START SOURCE DATA

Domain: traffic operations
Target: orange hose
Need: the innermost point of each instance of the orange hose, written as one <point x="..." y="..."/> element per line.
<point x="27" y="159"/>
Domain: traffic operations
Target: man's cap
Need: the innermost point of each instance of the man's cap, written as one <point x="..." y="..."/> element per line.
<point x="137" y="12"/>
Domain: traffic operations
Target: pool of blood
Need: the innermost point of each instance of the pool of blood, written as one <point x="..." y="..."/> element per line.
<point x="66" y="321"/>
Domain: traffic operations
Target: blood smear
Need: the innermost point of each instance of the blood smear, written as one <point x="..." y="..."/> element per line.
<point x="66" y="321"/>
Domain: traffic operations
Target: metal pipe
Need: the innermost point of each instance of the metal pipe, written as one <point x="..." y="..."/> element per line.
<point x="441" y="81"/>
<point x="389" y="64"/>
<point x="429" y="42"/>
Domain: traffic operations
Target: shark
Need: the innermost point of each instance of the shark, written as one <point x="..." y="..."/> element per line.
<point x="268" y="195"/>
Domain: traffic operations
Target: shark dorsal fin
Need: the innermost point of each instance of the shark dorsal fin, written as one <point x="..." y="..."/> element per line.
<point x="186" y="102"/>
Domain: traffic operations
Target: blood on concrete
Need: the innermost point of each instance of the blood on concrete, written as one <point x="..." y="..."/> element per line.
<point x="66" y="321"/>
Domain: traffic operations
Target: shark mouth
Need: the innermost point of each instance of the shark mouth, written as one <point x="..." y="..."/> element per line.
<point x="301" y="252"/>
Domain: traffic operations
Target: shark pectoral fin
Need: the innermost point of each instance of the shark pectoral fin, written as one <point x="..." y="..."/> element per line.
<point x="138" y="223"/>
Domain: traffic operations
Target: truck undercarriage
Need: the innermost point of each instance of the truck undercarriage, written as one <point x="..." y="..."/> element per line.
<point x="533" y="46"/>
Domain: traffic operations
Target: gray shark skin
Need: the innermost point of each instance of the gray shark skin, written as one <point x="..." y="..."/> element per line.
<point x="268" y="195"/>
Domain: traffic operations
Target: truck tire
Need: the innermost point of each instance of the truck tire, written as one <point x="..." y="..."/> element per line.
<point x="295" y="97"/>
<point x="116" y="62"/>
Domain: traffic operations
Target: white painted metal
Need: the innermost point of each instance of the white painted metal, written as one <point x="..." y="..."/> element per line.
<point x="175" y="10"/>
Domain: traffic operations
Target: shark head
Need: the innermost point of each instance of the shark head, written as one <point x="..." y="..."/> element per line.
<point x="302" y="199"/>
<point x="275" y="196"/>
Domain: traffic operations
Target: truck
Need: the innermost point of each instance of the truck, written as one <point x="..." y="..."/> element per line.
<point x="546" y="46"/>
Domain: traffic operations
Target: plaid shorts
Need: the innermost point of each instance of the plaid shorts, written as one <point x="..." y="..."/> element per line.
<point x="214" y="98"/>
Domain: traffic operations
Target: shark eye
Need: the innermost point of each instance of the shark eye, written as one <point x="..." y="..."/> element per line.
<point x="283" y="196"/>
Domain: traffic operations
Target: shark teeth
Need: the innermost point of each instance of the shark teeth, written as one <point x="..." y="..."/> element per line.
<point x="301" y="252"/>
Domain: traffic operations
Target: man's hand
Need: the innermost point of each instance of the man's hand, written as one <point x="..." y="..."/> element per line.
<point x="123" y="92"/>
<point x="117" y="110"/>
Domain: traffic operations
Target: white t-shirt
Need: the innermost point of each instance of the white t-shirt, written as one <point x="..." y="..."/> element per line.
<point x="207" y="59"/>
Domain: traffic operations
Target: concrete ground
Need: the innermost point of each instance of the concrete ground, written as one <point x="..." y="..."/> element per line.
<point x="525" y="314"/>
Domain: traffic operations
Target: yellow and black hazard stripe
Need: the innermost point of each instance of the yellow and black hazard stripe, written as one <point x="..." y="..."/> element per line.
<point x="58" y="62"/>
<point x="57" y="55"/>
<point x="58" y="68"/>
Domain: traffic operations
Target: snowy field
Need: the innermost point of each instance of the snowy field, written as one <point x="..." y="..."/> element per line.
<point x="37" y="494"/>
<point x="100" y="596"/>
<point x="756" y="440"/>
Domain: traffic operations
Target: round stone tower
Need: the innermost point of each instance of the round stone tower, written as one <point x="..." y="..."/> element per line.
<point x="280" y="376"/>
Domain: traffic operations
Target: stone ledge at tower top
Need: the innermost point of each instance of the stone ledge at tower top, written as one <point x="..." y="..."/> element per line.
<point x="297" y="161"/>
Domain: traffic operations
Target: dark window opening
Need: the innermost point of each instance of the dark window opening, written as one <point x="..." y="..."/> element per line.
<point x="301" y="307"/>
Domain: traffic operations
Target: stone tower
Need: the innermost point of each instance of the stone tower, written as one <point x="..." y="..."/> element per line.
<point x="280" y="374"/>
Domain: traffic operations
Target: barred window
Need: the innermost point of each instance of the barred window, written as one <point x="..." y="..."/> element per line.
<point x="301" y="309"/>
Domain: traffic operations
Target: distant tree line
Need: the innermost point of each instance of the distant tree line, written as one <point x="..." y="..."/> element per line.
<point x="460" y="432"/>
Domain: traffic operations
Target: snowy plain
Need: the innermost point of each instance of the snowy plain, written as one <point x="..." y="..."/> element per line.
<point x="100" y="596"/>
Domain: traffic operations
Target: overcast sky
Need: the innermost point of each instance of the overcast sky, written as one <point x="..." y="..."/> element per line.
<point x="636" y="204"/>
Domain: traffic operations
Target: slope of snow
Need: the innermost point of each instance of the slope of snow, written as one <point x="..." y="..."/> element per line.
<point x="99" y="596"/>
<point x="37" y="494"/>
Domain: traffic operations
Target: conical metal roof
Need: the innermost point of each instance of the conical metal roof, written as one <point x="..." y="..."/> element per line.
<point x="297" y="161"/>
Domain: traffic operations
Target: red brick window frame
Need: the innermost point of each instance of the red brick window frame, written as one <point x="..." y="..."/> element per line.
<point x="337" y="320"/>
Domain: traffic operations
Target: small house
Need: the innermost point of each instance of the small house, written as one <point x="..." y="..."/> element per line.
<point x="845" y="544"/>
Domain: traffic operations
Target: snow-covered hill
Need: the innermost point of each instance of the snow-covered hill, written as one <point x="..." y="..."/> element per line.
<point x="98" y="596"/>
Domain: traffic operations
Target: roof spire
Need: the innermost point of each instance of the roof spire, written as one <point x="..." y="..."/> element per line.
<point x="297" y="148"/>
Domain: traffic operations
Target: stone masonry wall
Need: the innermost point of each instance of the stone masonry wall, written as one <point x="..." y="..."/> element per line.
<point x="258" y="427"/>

END SOURCE DATA

Word for word, repeat the data from its first line through the line with "Target: blood on concrete", including both of those lines and no others.

Domain: traffic operations
Target: orange hose
Need: the innermost point of each instance of the orange hose, written as one <point x="..." y="..."/> element per line.
<point x="27" y="159"/>
Domain: traffic operations
Target: man's cap
Need: the innermost point of each instance of the man's cap, written as one <point x="..." y="..."/> element per line.
<point x="137" y="12"/>
Domain: traffic operations
Target: pool of blood
Need: the innermost point of each instance of the pool of blood, written as one <point x="..." y="..."/> element per line.
<point x="66" y="321"/>
Domain: traffic operations
Target: blood smear
Need: the innermost point of each instance of the blood smear, written as one <point x="..." y="..."/> element per line.
<point x="66" y="321"/>
Domain: traffic operations
Target: metal pipe
Need: the innermost point of each instance of the metal pipe, written as one <point x="..." y="..."/> element per line.
<point x="441" y="81"/>
<point x="389" y="64"/>
<point x="429" y="42"/>
Domain: traffic operations
Target: shark
Need: the innermost point of each instance of the shark, written as one <point x="..." y="..."/> element per line.
<point x="268" y="195"/>
Domain: traffic operations
Target: shark dorsal fin
Need: the innermost point of each instance of the shark dorsal fin, written as one <point x="..." y="..."/> element per line.
<point x="186" y="102"/>
Domain: traffic operations
Target: blood on concrete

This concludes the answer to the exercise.